▶ Supplied text
++++
Updated by mkittler almost 5 years ago
All assets about that job have already been cleaned up (also the iso image). Therefore I've cloned a different job to reproduce it locally.
I get the same warning. Apparently it expects the asset to be called hdd/opensuse-Tumbleweed-x86_64-20200222-textmode@64bit-uefi-vars.qcow2
but it is actually just called hdd/opensuse-Tumbleweed-x86_64-20200222-textmode@64bit.qcow2
(the -uefi-vars
suffix is missing). The only job setting which contains opensuse-Tumbleweed-x86_64-20200222-textmode@64bit-uefi-vars.qcow2
is UEFI_PFLASH_VARS
so likely this setting is where the expectation for this asset to be present comes from.
Updated by okurz almost 5 years ago
…@64bit-uefi-vars.qcow2 and …@64bit.qcow2 are not the same assets. As you mentioned in chat, it's an additional asset but one that commonly does not exist and is also not a problem for tests. It has special handling so maybe we can regard it as "hidden" asset as well automatically?
EDIT: Discussed with mkittler. There is no warning when we use the "uefi" machine variant which references absolute paths to the qemu uefi vars+code images. Problem appears when UEFI_PFLASH_VARS is specified in settings of a job with a relative path, e.g. https://openqa.opensuse.org/tests/1181733#settings shows "UEFI_PFLASH_VARS=opensuse-Tumbleweed-x86_64-20200220-Tumbleweed@64bit-uefi-vars.qcow2" but this file does not exist and is not mentioned in autoinst-log.txt . https://openqa.opensuse.org/admin/test_suites specifies this variable also in test suites like "create_hdd_textmode" and "boot_to_snapshot" which at least for "openSUSE Tumbleweed" are only scheduled for 64bit machine, i.e. need no UEFI. Why do we even have these variables? I tend towards treating the existing warning as an error instead and try to get rid of this variable if possible.
Updated by mkittler almost 5 years ago
I've just tested the job locally again without UEFI_PFLASH_VARS
and PUBLISH_PFLASH_VARS
and it was able to boot fine.
++++
▶ Provided material
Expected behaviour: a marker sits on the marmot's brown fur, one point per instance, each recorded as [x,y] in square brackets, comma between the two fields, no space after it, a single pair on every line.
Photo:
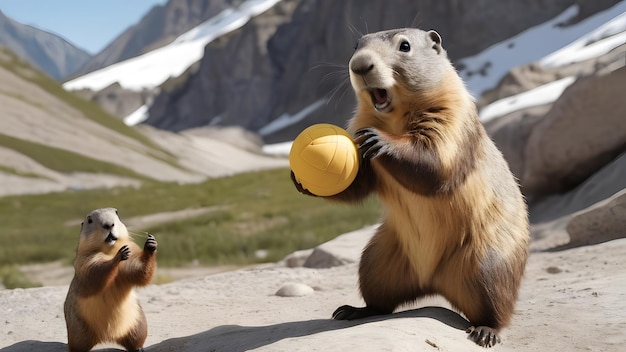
[101,305]
[456,223]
++++
▶ Task prompt
Please set down the passage from the UEFI_PFLASH_VARS thread above, between "I get the same" and "as well automatically?", inclusive.

▶ Exercise solution
I get the same warning. Apparently it expects the asset to be called hdd/opensuse-Tumbleweed-x86_64-20200222-textmode@64bit-uefi-vars.qcow2
but it is actually just called hdd/opensuse-Tumbleweed-x86_64-20200222-textmode@64bit.qcow2
(the -uefi-vars
suffix is missing). The only job setting which contains opensuse-Tumbleweed-x86_64-20200222-textmode@64bit-uefi-vars.qcow2
is UEFI_PFLASH_VARS
so likely this setting is where the expectation for this asset to be present comes from.
Updated by okurz almost 5 years ago
…@64bit-uefi-vars.qcow2 and …@64bit.qcow2 are not the same assets. As you mentioned in chat, it's an additional asset but one that commonly does not exist and is also not a problem for tests. It has special handling so maybe we can regard it as "hidden" asset as well automatically?